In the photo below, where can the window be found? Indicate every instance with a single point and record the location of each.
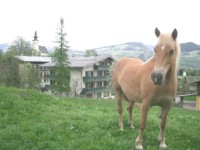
(105, 83)
(99, 84)
(100, 73)
(89, 85)
(106, 94)
(89, 73)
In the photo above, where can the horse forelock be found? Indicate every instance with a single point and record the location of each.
(167, 39)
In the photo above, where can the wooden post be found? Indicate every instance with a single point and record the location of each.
(198, 96)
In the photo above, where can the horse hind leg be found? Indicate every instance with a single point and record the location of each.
(130, 109)
(118, 97)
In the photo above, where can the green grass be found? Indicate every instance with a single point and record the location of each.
(190, 98)
(34, 121)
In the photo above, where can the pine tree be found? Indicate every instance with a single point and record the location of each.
(60, 72)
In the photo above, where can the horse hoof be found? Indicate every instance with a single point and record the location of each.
(162, 146)
(139, 147)
(121, 129)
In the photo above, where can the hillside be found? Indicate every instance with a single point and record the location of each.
(31, 120)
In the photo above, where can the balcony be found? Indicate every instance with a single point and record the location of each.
(101, 67)
(98, 78)
(97, 90)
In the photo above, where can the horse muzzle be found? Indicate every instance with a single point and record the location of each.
(157, 78)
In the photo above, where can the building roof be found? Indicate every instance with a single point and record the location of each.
(34, 59)
(43, 49)
(80, 62)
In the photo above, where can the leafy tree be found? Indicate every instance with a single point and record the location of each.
(60, 72)
(90, 52)
(21, 47)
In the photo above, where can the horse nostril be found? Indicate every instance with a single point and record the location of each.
(159, 76)
(153, 76)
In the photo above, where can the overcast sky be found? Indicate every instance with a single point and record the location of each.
(95, 23)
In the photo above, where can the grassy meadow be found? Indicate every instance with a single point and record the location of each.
(31, 120)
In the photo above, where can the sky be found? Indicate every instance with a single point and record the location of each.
(97, 23)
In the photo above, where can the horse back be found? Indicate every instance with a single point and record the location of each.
(127, 77)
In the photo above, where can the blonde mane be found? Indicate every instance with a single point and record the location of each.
(167, 39)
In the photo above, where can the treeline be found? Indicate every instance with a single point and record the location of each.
(14, 74)
(20, 74)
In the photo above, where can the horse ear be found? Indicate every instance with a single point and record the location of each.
(174, 34)
(157, 32)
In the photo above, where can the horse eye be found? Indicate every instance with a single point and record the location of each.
(171, 52)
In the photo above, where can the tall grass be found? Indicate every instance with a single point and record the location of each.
(33, 121)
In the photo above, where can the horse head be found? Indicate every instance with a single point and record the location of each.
(166, 56)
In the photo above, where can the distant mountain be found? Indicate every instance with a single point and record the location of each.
(189, 46)
(129, 49)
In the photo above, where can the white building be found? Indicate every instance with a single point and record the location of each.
(39, 49)
(89, 76)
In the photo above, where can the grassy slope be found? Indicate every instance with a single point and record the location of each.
(31, 120)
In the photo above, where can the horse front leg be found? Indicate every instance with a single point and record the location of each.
(143, 117)
(130, 109)
(161, 137)
(118, 97)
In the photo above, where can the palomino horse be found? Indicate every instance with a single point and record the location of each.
(153, 82)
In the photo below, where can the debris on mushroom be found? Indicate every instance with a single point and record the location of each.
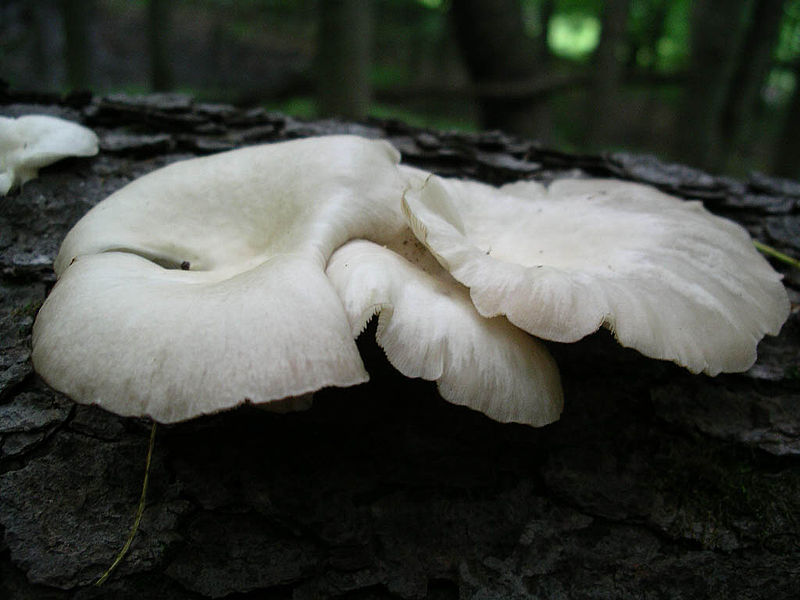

* [TASK STATEMENT]
Copy every one of the lines above word for word, but leave the pictures out.

* [EXPECTED ANSWER]
In the photo below, where can the window be found? Indicate every instance with a single point and record the location of each.
(105, 83)
(99, 84)
(100, 73)
(89, 85)
(106, 94)
(89, 73)
In the photo above, where can the horse forelock be found? Indicate every instance with a single point and record the location of each.
(167, 39)
In the photo above, where can the wooden post be found? Indicate every instance with a single point and record the location of each.
(198, 96)
In the photo above, where can the horse hind leg be found? Indicate every instance with a single point and record the location of each.
(130, 109)
(118, 97)
In the photo above, where can the green grass be found? Indicate every instance with a single point and record the location of each.
(190, 98)
(34, 121)
In the photo above, where can the pine tree be found? Indicate every instance with a single point and record the location of each.
(60, 72)
In the photo above, where can the horse hoof be found? Indicate every instance with a single point and record the location of each.
(162, 146)
(139, 147)
(121, 129)
In the photo above, where can the hillside be found? Indicate every instance with a single point and record the location of each.
(31, 120)
In the photo above, where can the balcony be found? Indicate every instance with a single point and record the location of each.
(101, 67)
(98, 78)
(97, 90)
In the photo above, where can the horse muzzle be found? Indicate every instance with a single point and record the location of each.
(157, 78)
In the photo above, where can the building roof be found? Indicate every instance with a single point and record the location of each.
(34, 59)
(43, 49)
(80, 62)
In the photo above, where can the leafy tree be found? Indicate every instance with a single point and record the location of each.
(60, 72)
(90, 52)
(21, 47)
In the photo above, where can the horse nostril be found? Indicate every instance with a single point and record the location of each.
(159, 76)
(153, 76)
In the photo above, where can the overcast sky be found? Indicate every instance with a single point and record the location of each.
(95, 23)
In the photo above, where can the grassy meadow be found? Indicate every instance with a single point and record the location of each.
(31, 120)
In the photo above, where can the sky be found? Indicate every instance with a single point and record the location of each.
(97, 23)
In the photo above, where can the horse back be found? Indicate every instance with a single point and record the location of each.
(127, 77)
In the photo above, where can the blonde mane be found? Indicate every instance with a single point and record the location of each.
(167, 39)
In the photo above, where can the treeline be found? Indicate every instance with a single point and record the location of each.
(14, 74)
(20, 74)
In the photo above, where can the horse ear be found? Indicate every instance with a single point and record the location of each.
(174, 34)
(157, 32)
In the photo above, where can the horse eye be found? Indicate every instance with a single point and record the location of each.
(171, 52)
In the photo above, where can the tall grass be found? Indicate every instance with a single point and record the location of each.
(33, 121)
In the photo above, where can the horse head be found? Indicate every instance with a single point and record the location of each.
(166, 56)
In the photo above, where can the distant mountain be found? Indicate every instance with a single point and record the location of each.
(189, 46)
(129, 49)
In the photo above, where can the white building be found? Indicate every instance with a single point and record the location of each.
(39, 49)
(89, 76)
In the photo above, where can the grassy slope be found? Indicate every instance with a single point and record the location of each.
(31, 120)
In the photo above, where can the horse front leg be found? Indicate every instance with a single point and record the location of each.
(143, 117)
(130, 109)
(161, 137)
(118, 97)
In the photo above, where can the palomino horse be found? Indicate every instance with a single point and record the location of each.
(153, 82)
In the photo below, where can the debris on mushroom be found? Indicate every instance with a single point and record the location of each.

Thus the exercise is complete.